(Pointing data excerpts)

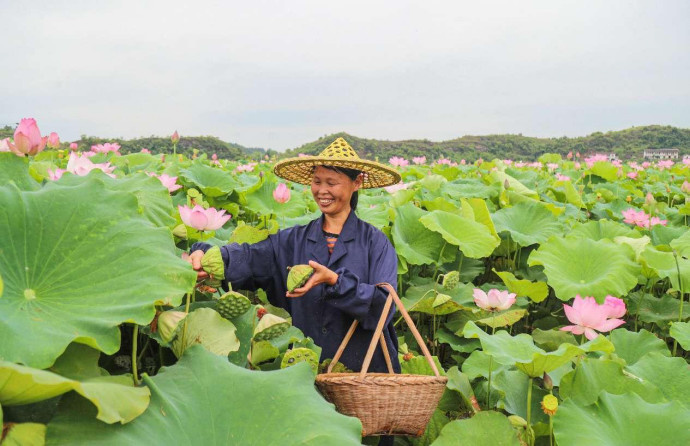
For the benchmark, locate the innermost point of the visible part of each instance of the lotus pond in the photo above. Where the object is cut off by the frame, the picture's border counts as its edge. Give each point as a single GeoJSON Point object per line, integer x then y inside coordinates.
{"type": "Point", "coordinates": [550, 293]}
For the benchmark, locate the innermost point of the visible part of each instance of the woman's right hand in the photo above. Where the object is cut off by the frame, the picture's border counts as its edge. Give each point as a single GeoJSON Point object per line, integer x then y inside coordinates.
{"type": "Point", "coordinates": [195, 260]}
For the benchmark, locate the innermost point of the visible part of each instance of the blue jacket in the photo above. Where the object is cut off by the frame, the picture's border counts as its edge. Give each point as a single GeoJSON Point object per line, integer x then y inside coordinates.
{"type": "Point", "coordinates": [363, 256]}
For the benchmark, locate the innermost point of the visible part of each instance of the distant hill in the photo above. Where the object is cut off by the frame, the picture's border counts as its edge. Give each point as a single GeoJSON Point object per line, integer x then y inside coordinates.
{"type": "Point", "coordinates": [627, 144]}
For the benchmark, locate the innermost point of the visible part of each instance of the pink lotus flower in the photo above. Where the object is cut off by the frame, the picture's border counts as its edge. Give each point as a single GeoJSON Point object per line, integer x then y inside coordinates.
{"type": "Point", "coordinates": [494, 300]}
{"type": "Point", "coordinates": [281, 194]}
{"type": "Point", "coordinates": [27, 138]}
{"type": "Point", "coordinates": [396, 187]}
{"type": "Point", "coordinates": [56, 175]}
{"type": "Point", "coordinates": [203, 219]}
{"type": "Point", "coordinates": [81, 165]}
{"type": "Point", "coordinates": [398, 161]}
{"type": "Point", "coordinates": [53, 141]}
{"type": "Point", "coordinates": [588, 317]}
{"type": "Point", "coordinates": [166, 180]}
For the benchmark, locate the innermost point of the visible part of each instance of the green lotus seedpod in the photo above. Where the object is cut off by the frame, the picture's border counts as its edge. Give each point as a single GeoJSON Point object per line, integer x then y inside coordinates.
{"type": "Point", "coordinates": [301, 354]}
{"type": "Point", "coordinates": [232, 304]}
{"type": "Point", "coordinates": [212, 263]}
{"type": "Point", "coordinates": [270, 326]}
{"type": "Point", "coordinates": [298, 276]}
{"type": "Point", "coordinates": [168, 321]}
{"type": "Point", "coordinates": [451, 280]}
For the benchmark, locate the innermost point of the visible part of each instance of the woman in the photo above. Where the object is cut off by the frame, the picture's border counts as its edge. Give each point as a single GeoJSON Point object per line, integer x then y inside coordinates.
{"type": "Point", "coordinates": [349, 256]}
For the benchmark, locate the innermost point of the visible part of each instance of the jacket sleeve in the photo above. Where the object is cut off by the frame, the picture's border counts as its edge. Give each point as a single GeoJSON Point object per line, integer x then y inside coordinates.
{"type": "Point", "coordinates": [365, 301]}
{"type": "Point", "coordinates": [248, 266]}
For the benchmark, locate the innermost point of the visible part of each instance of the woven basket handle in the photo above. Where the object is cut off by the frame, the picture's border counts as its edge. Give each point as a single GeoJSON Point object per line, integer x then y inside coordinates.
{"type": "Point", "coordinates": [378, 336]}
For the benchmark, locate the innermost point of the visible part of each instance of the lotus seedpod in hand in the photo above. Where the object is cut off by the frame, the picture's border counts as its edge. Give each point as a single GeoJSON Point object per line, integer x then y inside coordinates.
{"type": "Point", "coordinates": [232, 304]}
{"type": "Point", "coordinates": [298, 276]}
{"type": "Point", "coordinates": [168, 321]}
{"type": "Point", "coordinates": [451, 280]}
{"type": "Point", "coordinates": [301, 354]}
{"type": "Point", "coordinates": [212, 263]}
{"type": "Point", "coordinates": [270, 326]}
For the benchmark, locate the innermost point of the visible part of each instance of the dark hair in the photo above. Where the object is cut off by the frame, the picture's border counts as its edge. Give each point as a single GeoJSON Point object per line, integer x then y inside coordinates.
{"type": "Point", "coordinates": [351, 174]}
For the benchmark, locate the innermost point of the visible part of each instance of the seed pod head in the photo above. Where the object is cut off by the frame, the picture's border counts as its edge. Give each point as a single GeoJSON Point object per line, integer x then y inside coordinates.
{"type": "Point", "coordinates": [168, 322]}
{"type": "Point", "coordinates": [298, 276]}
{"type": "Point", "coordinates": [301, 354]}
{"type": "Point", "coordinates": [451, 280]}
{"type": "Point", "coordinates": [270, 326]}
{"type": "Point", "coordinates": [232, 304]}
==
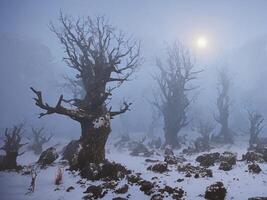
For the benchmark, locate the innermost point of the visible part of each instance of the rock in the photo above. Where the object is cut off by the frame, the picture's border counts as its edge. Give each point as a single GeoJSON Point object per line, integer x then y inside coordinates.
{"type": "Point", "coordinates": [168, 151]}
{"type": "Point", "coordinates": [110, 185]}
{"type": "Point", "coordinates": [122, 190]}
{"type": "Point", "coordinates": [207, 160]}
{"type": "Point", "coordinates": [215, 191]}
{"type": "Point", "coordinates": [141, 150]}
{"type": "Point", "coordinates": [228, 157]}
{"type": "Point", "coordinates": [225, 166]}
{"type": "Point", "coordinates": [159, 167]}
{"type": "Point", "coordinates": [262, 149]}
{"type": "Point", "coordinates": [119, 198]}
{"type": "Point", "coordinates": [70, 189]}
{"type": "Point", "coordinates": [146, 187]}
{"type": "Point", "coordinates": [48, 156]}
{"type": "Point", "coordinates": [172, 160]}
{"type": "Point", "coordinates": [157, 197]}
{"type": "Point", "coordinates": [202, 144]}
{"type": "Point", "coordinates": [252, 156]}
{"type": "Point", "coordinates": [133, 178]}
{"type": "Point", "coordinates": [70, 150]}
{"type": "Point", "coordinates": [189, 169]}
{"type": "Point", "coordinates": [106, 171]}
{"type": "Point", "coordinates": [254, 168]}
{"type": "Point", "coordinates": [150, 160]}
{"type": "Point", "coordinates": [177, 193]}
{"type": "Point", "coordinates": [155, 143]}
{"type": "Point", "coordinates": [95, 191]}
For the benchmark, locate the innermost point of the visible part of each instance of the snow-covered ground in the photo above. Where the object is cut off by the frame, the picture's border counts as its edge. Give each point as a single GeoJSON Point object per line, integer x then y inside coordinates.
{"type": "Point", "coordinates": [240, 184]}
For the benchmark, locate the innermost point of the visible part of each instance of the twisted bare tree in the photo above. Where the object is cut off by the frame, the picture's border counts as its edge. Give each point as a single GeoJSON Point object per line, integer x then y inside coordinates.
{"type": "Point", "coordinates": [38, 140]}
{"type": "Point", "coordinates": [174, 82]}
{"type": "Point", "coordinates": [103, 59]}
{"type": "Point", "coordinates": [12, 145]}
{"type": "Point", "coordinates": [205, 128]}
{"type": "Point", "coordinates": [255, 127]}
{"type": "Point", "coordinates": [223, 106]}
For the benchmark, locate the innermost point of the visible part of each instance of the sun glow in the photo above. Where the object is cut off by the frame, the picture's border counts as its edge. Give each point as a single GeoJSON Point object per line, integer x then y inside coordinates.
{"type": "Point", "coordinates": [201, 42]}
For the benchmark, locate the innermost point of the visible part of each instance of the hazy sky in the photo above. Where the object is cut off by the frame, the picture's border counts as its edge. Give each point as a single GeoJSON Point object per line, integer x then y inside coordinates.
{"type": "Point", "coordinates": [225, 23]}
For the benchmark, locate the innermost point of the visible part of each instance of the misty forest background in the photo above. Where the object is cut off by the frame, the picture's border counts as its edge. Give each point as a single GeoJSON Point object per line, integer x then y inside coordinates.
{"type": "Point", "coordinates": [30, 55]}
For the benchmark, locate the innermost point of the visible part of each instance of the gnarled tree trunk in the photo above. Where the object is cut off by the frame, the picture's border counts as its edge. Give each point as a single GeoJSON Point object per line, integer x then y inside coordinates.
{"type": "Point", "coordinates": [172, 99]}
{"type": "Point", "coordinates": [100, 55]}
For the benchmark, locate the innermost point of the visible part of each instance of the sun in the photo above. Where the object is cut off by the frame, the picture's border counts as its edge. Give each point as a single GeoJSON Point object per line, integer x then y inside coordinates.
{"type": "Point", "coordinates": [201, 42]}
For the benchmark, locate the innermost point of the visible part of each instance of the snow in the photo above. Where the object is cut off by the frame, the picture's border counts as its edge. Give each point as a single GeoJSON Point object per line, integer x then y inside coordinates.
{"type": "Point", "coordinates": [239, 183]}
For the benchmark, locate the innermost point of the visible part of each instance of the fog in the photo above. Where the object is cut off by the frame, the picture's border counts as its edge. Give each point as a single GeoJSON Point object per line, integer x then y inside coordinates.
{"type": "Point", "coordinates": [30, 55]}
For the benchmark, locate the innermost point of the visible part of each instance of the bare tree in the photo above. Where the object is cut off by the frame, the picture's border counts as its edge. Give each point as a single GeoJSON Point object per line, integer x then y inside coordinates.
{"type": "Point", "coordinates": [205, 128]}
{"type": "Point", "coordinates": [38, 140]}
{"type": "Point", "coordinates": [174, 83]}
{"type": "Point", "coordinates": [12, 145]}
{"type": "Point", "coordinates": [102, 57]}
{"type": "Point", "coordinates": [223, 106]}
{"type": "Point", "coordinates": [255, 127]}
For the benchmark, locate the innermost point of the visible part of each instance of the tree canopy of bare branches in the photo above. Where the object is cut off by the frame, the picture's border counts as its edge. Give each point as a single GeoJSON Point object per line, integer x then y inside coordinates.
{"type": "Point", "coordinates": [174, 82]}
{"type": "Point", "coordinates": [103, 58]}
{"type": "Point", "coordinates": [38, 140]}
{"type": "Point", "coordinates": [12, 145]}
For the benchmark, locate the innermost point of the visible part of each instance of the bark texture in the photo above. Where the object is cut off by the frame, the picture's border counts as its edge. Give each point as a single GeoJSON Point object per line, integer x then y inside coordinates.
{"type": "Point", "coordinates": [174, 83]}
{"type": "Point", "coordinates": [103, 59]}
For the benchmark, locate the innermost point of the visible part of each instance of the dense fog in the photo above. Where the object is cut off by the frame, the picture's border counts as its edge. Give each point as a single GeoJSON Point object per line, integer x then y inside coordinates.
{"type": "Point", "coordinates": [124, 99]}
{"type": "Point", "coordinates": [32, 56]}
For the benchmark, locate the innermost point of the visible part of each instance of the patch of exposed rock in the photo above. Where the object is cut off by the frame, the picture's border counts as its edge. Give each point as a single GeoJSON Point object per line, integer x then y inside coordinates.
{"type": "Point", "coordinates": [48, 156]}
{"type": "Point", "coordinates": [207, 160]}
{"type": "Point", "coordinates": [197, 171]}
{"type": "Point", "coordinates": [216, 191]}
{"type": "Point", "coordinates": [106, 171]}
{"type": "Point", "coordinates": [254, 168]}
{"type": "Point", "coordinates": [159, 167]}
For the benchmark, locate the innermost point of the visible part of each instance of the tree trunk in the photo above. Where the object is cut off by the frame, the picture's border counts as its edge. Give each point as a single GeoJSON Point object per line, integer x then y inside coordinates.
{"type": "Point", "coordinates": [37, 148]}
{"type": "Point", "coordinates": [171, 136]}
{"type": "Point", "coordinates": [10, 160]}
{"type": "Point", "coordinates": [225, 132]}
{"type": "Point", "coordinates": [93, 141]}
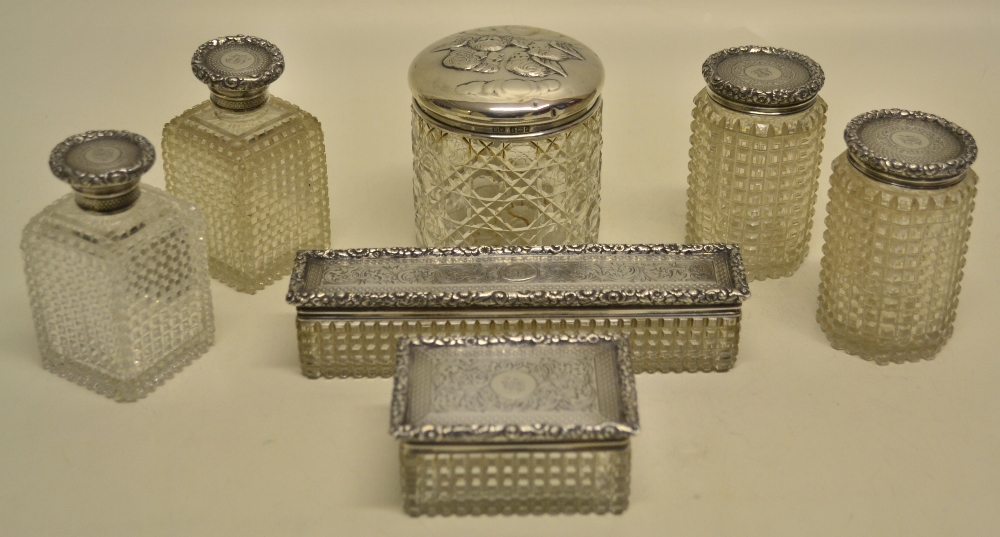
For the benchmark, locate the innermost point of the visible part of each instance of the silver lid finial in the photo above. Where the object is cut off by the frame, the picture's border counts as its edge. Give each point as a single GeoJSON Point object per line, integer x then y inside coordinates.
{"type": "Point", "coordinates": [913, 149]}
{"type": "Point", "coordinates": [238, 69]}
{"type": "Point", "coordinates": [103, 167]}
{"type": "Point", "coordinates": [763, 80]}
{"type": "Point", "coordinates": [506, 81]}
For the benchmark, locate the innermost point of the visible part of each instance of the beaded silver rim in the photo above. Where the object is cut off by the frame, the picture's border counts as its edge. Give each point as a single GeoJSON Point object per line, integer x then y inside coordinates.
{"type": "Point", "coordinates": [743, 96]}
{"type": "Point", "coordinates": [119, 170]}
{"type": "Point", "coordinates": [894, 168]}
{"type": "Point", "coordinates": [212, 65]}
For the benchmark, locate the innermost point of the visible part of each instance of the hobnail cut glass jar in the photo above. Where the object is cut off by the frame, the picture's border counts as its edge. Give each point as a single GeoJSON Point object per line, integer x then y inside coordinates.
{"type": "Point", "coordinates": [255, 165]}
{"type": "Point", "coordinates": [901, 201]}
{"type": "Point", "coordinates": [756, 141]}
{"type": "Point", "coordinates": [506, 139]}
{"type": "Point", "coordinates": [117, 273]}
...
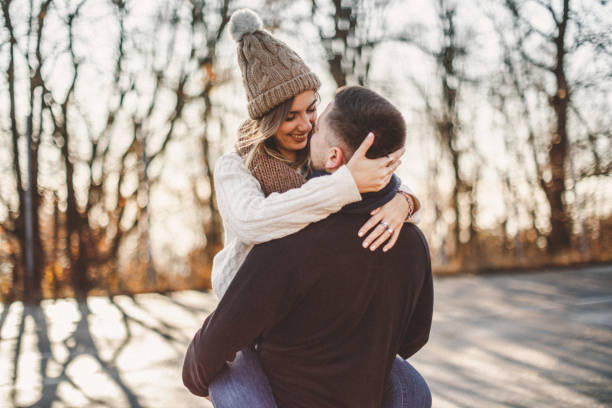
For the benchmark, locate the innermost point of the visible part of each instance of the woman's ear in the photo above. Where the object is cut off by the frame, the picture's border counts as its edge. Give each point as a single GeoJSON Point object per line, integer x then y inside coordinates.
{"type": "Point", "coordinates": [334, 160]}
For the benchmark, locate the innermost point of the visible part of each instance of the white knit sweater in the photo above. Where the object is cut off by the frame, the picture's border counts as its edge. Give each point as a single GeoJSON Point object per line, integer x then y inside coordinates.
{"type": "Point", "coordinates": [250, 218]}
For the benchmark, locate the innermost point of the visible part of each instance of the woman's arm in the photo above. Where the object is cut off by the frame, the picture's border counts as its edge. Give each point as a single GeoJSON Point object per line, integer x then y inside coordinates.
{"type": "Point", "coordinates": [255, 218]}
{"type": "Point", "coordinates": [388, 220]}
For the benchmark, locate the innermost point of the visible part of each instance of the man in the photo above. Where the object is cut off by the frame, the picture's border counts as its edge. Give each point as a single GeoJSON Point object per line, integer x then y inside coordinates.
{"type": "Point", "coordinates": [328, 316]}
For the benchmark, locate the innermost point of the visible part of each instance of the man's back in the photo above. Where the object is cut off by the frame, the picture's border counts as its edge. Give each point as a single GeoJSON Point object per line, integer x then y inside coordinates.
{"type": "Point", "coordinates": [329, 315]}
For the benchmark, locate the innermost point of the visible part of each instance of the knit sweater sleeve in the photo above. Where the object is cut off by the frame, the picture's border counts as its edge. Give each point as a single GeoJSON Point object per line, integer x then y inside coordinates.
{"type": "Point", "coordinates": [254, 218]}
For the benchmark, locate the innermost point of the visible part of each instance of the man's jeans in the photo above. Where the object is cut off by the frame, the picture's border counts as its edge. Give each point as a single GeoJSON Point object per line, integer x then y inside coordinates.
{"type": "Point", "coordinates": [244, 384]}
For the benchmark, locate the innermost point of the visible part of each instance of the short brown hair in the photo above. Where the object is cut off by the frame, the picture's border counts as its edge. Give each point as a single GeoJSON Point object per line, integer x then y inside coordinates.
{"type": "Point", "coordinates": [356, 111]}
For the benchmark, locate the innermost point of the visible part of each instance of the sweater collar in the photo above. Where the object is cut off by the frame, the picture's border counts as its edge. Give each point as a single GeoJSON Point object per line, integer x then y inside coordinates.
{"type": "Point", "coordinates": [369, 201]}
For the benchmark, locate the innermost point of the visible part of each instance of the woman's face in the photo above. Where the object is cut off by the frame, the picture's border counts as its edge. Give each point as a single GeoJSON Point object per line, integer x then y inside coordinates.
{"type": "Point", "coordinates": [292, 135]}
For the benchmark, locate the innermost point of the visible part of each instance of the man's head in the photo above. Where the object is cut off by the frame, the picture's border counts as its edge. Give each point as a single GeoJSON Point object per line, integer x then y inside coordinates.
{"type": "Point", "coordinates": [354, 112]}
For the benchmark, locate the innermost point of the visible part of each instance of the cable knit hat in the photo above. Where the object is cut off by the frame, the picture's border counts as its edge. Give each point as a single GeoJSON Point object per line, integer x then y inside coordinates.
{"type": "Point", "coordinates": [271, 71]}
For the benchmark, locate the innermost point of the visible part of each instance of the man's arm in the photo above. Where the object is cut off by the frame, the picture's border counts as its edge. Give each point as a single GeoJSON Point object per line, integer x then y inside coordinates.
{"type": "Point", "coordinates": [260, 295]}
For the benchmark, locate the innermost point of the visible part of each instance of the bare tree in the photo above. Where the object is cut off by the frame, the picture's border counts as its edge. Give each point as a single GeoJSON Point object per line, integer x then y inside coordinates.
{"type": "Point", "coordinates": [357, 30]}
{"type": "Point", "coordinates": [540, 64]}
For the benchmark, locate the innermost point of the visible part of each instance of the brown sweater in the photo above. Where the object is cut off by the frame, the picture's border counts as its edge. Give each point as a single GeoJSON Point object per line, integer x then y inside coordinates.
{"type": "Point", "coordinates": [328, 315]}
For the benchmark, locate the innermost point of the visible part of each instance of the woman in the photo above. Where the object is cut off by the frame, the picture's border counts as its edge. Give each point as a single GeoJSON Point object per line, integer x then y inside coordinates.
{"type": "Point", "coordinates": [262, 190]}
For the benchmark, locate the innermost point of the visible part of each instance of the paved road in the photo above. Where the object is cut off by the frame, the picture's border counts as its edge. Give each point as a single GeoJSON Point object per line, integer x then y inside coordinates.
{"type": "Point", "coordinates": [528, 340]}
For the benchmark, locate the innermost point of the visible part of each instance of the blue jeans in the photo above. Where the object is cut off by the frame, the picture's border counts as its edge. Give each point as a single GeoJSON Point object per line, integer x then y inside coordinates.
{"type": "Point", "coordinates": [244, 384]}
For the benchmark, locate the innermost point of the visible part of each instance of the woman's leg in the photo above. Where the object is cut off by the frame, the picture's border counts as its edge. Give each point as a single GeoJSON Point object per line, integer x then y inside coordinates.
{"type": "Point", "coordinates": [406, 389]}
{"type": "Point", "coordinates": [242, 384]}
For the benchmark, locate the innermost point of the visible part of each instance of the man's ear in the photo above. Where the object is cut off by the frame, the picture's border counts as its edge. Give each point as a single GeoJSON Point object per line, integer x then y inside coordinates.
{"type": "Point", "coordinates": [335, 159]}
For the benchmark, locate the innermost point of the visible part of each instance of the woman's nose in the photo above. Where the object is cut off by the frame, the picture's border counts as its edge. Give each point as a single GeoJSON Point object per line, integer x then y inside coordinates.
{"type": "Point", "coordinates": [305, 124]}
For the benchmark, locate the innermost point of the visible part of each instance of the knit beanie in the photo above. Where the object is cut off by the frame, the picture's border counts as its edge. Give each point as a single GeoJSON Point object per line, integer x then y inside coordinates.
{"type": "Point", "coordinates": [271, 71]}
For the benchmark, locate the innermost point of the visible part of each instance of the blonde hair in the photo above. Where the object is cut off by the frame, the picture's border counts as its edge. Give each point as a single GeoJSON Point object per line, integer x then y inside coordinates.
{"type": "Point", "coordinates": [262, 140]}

■ **DIRECTION**:
Show each line from the entries above that contains the string "hazy", copying every such line in full.

■ **CORRECT RESPONSE**:
For the benchmark, locate the innermost point of the visible part of each instance of the hazy sky in the photo above. Where the object is cut off by the frame, the picture's border counts as its edge. Give each point as a single GeoJSON Point object per line, integer x then y inside coordinates.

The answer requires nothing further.